→ Problem statement: Copy the stretch from "Q: What would" through "the session begins." in the interview below about a virtual Golf Industry Show.

→ Text block:
________________
Q: What would a virtual Golf Industry Show look like?

A: "Obviously these things have come a long way. We've watched or participated in a half-dozen to a dozen demonstrations. They are much more complex than a Zoom call, or Skype call. They do a good job of getting you in the moment. Meaning let's take the General Session for example, you're virtually walking into a ballroom or auditorium. It's really a visual virtual production; the curtain opens, in comes your speaker and the session begins.

"The other thing is they've done a good job of creating a community. One of the things we value in those physical settings with our education is for our members not only to learn in a classroom setting, but following that to interact with the instructor to ask questions, to talk to that superintendent sitting next to you. In a virtual setting, you think once it's over, it's over, and I'm not going to be able to experience that, but there are ways to build communities for you and I to interact on that platform. So, we are in the beginning stages of that. We have an RFP out, and we have narrowed it down to four vendors we are looking at, and we believe even if we go physical, this will provide an opportunity for those who still may be in the vulnerable category, or are just never able to attend the show, and we know not all of our members have the means to go, so, we think this in the future will give folks the ability to experience education and even the networking and the tradeshow component as well - there are virtual booths in which you align customers with vendors where they can see product demonstrations and they can have that dialogue with a vendor."
________________
→ Records provided:
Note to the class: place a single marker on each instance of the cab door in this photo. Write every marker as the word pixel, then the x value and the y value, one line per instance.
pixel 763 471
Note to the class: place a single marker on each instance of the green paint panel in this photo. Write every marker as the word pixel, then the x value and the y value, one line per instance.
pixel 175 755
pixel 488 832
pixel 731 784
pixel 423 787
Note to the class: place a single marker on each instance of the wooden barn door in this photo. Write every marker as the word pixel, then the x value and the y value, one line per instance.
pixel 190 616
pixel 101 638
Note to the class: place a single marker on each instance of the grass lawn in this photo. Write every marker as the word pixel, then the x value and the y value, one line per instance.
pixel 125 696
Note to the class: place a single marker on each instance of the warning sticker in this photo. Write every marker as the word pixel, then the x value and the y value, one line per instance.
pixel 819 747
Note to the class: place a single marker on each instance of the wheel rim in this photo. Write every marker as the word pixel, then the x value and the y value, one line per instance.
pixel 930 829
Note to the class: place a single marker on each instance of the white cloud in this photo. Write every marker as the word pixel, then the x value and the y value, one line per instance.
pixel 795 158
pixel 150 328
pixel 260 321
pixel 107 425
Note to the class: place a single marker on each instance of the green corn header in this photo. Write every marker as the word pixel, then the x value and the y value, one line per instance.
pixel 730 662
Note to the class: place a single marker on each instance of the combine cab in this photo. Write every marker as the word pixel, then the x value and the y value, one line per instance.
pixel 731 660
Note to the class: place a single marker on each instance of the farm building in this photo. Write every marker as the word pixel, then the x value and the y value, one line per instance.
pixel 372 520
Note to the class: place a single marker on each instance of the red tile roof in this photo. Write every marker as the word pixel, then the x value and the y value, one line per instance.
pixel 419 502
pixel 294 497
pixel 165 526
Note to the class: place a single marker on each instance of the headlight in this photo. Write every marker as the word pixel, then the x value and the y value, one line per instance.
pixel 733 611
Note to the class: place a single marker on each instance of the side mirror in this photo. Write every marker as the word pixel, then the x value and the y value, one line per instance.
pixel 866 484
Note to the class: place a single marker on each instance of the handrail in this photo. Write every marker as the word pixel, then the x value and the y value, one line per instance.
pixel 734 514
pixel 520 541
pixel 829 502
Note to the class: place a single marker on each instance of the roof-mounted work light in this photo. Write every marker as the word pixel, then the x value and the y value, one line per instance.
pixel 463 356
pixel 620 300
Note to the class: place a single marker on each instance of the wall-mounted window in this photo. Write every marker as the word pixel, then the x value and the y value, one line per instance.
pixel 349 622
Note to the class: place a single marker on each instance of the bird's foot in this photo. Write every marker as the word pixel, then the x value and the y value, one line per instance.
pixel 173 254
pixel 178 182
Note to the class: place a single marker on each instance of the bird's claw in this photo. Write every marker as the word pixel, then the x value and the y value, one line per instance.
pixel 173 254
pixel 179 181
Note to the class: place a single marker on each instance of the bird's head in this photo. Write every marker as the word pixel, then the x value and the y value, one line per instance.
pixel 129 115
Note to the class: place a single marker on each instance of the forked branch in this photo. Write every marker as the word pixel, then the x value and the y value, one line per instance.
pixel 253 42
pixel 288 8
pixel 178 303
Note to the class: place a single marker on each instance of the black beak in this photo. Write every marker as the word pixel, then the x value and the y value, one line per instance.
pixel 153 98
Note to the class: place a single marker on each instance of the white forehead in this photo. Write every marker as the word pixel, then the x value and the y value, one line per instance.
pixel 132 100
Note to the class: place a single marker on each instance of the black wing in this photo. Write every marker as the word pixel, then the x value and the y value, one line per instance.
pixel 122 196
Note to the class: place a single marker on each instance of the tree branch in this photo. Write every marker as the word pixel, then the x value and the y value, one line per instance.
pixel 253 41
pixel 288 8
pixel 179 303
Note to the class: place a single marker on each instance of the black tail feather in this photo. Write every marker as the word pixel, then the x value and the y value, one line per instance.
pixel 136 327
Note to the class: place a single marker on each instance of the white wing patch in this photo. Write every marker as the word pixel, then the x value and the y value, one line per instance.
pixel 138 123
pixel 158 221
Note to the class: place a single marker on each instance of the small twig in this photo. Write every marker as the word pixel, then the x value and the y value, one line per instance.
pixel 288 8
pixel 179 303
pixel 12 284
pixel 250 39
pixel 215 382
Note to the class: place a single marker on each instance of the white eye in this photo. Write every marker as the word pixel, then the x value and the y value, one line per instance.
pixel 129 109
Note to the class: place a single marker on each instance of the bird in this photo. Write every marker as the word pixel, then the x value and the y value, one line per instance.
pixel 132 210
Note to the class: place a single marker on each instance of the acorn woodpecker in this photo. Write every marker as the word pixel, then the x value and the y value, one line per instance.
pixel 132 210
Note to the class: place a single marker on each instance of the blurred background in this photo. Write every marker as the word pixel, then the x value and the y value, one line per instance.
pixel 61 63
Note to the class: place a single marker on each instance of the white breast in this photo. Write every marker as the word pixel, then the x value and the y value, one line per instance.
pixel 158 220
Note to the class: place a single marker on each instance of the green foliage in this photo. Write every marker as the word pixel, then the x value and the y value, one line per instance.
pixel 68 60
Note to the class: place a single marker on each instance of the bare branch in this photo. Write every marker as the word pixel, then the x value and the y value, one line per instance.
________________
→ Finished task:
Q: What would a virtual Golf Industry Show look like?

A: "Obviously these things have come a long way. We've watched or participated in a half-dozen to a dozen demonstrations. They are much more complex than a Zoom call, or Skype call. They do a good job of getting you in the moment. Meaning let's take the General Session for example, you're virtually walking into a ballroom or auditorium. It's really a visual virtual production; the curtain opens, in comes your speaker and the session begins.